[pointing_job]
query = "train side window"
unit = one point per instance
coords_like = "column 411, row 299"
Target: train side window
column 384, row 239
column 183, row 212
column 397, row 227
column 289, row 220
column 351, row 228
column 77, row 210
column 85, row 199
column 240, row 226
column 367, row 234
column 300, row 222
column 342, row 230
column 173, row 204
···
*The request*. Quote the items word for word, from the first line down to and including the line that contains "column 367, row 234".

*Full solution*.
[pointing_job]
query = "train side window"
unit = one point per instance
coords_like = "column 411, row 299"
Target: train side window
column 384, row 239
column 183, row 212
column 397, row 227
column 289, row 220
column 351, row 228
column 77, row 210
column 85, row 199
column 240, row 226
column 367, row 234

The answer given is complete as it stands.